━━━ DATA FOR THIS EXERCISE

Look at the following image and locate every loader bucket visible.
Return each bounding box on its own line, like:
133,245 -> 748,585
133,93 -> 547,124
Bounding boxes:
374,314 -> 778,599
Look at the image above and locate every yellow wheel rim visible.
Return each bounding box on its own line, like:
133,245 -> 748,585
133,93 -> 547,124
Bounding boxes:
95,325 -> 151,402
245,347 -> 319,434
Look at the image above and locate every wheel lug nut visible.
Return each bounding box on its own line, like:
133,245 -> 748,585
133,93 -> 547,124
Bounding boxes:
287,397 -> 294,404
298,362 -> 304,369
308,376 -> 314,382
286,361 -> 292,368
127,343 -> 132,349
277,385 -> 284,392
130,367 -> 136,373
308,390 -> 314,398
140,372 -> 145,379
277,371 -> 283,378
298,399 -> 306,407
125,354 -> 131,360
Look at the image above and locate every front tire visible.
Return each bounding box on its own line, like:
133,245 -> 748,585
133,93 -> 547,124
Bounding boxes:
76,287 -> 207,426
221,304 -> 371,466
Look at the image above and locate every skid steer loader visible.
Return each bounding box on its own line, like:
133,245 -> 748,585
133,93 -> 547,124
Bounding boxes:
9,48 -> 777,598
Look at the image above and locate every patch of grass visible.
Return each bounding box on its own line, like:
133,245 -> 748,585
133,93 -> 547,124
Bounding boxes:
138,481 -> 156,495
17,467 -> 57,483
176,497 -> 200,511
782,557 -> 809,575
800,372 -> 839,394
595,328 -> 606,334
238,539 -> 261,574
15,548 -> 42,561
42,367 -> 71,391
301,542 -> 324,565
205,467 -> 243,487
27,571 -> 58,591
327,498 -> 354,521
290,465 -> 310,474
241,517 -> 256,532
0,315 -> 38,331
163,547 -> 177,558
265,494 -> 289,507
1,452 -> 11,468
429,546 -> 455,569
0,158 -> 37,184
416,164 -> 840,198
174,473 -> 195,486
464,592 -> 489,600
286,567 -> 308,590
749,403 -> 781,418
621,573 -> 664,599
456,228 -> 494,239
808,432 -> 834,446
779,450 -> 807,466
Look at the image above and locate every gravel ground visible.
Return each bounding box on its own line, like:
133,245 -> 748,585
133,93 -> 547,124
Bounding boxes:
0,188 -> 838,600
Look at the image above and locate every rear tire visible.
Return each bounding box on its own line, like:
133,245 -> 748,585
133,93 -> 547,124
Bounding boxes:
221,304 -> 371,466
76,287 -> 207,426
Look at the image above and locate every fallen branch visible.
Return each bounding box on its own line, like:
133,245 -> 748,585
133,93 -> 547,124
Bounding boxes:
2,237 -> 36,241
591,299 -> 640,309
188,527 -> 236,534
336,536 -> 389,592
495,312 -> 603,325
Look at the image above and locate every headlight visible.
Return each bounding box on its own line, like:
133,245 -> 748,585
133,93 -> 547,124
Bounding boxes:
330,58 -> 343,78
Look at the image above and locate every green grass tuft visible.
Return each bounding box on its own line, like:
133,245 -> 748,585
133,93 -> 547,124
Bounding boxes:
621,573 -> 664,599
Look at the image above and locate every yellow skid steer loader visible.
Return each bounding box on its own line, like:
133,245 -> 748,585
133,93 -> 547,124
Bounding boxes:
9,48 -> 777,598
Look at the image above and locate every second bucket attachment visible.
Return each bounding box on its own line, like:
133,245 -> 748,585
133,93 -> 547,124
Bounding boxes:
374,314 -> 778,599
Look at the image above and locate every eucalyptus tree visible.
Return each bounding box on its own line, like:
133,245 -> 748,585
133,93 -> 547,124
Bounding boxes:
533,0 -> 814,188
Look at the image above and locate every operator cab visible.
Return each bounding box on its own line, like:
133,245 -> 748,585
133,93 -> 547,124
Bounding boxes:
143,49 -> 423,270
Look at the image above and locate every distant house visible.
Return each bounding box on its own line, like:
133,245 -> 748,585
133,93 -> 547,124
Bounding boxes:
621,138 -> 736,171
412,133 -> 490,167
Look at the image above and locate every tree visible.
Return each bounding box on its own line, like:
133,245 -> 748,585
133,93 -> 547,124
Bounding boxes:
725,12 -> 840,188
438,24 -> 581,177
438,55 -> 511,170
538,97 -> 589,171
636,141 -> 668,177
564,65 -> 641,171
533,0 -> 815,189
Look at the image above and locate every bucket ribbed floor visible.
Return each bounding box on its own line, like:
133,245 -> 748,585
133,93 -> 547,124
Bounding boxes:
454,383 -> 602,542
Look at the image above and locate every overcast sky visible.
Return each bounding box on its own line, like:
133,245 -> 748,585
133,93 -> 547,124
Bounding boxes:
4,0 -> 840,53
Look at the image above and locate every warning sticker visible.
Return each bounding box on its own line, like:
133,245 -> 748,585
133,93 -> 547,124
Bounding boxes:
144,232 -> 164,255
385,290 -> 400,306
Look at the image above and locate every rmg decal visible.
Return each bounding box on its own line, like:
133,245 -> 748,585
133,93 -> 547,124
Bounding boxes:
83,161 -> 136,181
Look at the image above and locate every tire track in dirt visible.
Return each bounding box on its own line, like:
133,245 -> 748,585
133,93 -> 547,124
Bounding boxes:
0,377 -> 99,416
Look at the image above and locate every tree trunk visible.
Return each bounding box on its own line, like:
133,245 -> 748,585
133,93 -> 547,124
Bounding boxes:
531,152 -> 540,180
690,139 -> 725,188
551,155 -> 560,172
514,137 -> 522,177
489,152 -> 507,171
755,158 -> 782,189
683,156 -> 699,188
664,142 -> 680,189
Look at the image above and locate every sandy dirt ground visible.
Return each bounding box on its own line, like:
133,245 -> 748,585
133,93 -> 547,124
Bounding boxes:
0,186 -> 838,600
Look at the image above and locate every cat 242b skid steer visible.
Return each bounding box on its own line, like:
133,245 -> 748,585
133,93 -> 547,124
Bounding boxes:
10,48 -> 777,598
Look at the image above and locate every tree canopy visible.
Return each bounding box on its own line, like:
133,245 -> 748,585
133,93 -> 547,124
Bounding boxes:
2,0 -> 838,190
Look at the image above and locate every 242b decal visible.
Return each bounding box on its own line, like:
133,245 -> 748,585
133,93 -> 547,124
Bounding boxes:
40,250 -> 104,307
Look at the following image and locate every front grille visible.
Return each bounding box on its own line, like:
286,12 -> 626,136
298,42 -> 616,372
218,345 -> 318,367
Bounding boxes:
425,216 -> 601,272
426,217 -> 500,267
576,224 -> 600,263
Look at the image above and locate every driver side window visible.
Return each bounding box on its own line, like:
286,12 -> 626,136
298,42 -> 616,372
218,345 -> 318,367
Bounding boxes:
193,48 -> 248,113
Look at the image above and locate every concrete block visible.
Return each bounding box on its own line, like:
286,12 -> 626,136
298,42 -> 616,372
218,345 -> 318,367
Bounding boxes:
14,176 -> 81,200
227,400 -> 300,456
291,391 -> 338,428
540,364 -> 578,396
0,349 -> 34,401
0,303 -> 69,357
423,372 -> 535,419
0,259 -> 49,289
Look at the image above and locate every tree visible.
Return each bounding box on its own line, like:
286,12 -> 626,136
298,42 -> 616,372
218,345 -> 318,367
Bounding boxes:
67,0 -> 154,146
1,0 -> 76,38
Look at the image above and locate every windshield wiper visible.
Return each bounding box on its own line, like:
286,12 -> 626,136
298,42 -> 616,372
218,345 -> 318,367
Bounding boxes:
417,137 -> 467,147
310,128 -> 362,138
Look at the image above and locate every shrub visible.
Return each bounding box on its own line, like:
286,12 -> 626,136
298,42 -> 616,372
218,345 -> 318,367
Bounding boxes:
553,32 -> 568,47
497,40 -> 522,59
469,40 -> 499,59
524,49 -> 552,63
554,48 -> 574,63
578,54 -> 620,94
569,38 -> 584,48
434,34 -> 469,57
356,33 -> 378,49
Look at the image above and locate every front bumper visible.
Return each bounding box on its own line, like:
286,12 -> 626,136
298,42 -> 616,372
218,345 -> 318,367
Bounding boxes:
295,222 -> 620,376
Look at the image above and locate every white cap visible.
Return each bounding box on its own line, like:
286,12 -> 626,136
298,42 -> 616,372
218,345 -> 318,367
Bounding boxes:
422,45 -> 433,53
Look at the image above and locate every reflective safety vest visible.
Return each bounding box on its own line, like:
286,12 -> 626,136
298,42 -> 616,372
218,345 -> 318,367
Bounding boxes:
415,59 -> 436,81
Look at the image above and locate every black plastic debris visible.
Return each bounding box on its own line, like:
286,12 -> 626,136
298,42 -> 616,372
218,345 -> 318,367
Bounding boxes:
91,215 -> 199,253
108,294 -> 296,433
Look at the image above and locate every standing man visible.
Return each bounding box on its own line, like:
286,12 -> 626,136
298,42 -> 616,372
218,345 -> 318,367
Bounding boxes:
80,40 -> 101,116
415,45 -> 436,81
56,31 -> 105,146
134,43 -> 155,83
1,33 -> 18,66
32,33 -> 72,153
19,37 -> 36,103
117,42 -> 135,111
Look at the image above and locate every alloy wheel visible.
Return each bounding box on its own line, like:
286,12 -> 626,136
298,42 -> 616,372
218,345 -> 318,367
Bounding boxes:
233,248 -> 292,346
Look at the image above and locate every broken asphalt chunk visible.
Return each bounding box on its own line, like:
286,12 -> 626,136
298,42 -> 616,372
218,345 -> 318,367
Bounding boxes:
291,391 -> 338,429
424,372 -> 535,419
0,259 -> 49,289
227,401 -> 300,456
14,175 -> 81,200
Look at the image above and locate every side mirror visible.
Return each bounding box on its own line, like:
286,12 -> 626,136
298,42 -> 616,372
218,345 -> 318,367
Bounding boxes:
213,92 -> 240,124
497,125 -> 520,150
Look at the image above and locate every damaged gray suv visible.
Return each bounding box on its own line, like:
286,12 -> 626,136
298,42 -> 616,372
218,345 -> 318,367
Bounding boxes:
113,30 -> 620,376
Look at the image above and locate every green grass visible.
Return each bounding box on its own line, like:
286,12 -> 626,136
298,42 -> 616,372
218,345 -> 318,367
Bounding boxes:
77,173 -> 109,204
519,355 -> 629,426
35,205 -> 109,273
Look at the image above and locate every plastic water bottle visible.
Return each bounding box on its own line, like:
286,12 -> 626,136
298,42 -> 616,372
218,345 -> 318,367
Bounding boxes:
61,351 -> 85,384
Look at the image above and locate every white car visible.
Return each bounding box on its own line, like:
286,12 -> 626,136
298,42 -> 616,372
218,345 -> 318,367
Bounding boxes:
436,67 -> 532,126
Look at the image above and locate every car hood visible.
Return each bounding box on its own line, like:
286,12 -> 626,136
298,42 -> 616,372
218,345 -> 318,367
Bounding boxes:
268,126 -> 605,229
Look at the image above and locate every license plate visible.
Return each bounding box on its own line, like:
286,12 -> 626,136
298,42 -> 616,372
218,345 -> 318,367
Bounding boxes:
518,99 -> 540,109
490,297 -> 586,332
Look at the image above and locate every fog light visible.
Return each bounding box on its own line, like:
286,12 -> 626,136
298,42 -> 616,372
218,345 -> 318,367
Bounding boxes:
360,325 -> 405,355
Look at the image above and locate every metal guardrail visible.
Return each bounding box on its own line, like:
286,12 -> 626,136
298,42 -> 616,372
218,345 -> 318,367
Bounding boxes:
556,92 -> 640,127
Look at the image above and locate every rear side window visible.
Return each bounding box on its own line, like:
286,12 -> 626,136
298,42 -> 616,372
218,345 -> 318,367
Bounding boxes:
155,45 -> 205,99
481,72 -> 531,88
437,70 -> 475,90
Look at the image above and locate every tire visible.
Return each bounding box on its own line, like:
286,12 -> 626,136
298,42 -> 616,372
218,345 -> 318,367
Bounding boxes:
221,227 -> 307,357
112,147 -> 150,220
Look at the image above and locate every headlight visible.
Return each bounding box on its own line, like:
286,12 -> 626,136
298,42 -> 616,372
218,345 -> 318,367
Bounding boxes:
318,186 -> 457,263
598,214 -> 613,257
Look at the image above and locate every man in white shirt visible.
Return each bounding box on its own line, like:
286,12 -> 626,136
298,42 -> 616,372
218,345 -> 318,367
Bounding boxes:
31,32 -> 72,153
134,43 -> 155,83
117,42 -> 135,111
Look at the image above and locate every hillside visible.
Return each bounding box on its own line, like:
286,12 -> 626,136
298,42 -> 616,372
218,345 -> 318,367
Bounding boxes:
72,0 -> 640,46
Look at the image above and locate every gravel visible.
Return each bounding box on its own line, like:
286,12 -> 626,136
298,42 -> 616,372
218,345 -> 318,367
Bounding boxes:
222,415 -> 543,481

━━━━━━

• _AIM OF THE EXERCISE_
Please say how many lines in the records above contain the string "grass", giving no other words.

• _REPLY_
3